>> START Records supplied

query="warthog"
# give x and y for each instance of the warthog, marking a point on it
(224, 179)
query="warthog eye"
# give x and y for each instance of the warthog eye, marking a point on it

>> END Records supplied

Objective →
Can you copy every one of the records above, line for line, without changing anything?

Final answer →
query="warthog"
# give x and y for each instance of the warthog, marking a point on it
(224, 179)
query="warthog eye"
# give x and y for each instance of the warthog eye, marking a point on it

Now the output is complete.